As it turns out, a significant amount of the traces going to the 7-seg LEDs use a good amount of room (and also cut up the ground plane on the 2nd layer). So I think a 4-layer board will shave off a few more millimeters off the width of this design.

My next version includes a "slow start" capacitor on the NMOS, to have microseconds of risetime on the NMOS rather than the 20ns of risetime in this prototype. Also, with a 4 layer board, I should (theoretically) minimize any EMI issue that would come about (not that I really have a good measurement tool for that).

Prototyping and Assembly

I applied low-melt lead-free solder paste, manually placed all the parts with a tweezer. For those who have never used solder-paste, its pretty easy. Solder paste is sticky enough that the parts remain in the proper place after you stick them on. I did buy a solder paste stencil (~$10 these days) to make the application of solder paste braindead easy on my 3x prototypes.

I used the "Electric Skillet" method (turn on the skillet until the solder paste melts, turn off the skillet, then use hot-air rework station to fix any tombstones). Thanks to the magic of solder and surface tension, the solder itself will mostly pull themselves into the correct spots when the solder is molten. So you don't need to be very precise with your placement.

I used a x10 Loupe to inspect for solder bridges. Solder bridges were fixed with a soldering iron + solder wick. Once the surface-mount parts were all confirmed to be good, I added the AA-holder to the back and used traditional leaded-solder to attach the pin through the though-hole... erm... holes.

I'm fairly certain that I messed up the fragile oscillators due to neglect. My clocks are severely off, by 5% or so (the clock is supposed to be 20ppm, or 0.002% accurate, so 5% is severely off). So next time, I'll be more careful about my soldering procedure.

Programming

Microchip Studio is pretty straightforward, and I don't think the code is very difficult. I manually initialized the various hardware bits of the AVR DD by reading the manual.
------------------------
▸ **Required work**
According to the prototype write-up above, what tool was used to check for solder bridges?
------------------------
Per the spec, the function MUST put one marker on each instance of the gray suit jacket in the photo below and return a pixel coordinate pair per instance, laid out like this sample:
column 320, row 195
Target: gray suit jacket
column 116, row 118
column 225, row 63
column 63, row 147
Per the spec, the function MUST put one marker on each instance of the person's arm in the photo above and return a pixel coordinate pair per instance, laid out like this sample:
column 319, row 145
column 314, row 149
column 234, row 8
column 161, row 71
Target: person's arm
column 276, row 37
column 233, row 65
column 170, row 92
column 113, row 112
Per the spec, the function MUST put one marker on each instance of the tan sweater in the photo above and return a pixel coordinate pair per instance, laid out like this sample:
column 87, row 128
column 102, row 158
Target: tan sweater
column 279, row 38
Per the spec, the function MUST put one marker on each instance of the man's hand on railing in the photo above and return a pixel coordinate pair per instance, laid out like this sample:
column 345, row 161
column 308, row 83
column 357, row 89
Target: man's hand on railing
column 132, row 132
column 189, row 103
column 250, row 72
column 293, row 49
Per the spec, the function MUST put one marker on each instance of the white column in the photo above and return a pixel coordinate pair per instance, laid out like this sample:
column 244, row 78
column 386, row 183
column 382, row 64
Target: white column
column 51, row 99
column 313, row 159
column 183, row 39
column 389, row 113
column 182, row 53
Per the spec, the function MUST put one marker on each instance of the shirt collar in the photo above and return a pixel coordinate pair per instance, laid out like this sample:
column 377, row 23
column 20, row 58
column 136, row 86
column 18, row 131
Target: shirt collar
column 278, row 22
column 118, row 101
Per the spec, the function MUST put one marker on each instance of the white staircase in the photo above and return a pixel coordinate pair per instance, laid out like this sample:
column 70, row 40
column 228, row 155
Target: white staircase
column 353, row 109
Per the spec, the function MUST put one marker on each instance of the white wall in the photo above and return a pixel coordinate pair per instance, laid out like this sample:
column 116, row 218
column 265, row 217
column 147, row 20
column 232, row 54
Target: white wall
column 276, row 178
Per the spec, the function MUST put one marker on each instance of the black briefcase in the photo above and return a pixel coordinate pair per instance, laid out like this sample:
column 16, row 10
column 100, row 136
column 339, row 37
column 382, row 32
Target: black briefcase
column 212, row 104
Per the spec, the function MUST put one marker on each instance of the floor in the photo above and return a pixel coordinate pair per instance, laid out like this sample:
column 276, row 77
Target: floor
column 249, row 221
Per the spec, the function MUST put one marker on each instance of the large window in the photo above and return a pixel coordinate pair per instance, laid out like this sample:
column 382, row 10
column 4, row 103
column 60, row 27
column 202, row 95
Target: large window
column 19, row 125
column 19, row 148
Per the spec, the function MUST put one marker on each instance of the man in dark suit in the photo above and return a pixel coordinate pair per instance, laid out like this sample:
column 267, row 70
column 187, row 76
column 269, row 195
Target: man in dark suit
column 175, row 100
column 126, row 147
------------------------
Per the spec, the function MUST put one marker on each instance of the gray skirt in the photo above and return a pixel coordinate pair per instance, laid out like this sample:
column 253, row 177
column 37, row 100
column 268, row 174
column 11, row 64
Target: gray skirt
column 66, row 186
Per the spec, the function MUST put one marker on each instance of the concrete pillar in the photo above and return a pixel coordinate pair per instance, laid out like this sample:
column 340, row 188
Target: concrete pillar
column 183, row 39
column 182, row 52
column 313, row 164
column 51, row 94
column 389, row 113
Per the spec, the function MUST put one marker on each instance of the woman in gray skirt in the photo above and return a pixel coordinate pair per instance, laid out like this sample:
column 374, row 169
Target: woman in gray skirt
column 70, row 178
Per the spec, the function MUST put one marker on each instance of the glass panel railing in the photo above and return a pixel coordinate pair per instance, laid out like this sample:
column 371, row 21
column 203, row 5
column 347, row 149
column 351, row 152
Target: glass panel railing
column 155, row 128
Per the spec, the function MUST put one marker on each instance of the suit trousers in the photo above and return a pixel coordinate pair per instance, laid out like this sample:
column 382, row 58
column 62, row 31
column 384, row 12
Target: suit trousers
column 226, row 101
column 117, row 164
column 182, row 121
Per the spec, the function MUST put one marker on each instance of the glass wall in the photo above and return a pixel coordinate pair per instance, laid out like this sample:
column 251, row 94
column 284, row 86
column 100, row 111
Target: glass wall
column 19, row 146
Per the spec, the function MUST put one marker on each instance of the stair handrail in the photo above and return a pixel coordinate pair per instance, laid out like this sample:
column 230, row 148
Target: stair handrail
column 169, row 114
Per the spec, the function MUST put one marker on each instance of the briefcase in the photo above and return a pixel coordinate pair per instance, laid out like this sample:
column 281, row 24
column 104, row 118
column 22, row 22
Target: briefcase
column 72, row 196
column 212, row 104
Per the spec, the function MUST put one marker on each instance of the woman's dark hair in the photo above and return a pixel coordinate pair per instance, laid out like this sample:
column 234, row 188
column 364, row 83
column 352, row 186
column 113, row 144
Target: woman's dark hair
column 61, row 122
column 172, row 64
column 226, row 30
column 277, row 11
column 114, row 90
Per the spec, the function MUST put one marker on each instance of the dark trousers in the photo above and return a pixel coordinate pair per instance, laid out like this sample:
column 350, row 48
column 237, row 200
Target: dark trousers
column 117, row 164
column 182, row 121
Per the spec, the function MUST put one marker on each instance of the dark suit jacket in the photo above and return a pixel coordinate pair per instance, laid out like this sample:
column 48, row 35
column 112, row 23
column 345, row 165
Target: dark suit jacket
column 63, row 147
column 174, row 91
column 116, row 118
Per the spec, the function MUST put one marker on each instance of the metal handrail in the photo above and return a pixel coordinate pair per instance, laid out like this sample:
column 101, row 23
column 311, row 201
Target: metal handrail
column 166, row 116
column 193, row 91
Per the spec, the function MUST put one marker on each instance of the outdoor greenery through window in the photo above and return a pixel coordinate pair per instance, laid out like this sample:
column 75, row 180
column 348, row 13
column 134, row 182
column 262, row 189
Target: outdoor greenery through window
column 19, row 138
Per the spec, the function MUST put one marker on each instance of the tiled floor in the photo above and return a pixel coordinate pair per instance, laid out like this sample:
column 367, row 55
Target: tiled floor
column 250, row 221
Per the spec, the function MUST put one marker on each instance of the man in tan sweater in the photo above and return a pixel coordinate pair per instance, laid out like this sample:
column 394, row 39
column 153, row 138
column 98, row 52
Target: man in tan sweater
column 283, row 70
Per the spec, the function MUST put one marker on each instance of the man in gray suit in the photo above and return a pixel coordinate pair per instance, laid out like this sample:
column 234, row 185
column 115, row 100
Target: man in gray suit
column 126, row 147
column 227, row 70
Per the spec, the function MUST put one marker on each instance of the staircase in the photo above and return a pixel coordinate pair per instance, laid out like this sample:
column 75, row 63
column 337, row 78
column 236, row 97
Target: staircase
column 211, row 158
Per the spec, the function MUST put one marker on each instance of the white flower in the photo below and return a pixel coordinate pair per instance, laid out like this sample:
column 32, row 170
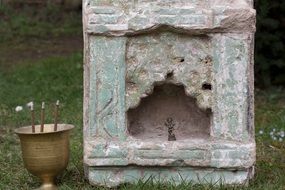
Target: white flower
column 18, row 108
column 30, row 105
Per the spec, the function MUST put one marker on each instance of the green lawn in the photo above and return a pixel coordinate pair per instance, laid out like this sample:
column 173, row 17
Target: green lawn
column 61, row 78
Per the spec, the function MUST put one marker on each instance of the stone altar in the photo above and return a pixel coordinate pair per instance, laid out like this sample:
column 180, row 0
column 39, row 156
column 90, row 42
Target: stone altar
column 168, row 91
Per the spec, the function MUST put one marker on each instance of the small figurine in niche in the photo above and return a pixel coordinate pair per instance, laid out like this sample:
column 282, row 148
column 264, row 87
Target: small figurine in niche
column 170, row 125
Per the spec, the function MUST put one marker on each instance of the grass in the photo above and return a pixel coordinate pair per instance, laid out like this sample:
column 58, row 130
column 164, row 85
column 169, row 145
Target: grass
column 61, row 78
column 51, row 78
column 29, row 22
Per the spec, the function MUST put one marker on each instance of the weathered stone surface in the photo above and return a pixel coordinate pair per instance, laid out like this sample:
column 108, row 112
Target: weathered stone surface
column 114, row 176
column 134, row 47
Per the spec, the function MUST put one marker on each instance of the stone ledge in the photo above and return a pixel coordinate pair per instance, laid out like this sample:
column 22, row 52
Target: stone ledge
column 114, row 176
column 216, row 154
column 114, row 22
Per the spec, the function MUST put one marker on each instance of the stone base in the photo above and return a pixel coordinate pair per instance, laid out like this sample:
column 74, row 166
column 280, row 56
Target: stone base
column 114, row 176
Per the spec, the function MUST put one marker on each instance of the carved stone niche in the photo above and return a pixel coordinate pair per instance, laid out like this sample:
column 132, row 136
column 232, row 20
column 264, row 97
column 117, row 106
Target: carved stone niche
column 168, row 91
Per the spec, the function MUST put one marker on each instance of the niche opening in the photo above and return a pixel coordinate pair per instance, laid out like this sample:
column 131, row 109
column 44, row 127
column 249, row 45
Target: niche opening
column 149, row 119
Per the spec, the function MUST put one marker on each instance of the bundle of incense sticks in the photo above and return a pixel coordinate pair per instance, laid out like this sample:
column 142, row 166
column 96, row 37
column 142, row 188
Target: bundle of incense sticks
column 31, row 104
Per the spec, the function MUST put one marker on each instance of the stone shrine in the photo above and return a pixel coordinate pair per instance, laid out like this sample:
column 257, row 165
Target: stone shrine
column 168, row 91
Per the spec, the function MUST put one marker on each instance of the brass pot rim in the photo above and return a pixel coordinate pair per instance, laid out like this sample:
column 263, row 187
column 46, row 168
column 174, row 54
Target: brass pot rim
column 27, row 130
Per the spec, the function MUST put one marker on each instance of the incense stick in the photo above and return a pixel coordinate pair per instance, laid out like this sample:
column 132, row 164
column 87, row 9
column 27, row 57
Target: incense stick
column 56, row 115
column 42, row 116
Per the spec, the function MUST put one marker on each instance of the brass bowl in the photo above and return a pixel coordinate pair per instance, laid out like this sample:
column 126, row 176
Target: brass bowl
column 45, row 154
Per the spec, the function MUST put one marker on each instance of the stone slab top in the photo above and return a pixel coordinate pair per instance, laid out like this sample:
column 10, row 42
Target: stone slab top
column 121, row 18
------------------------
▸ **Output of the task**
A x10 loupe.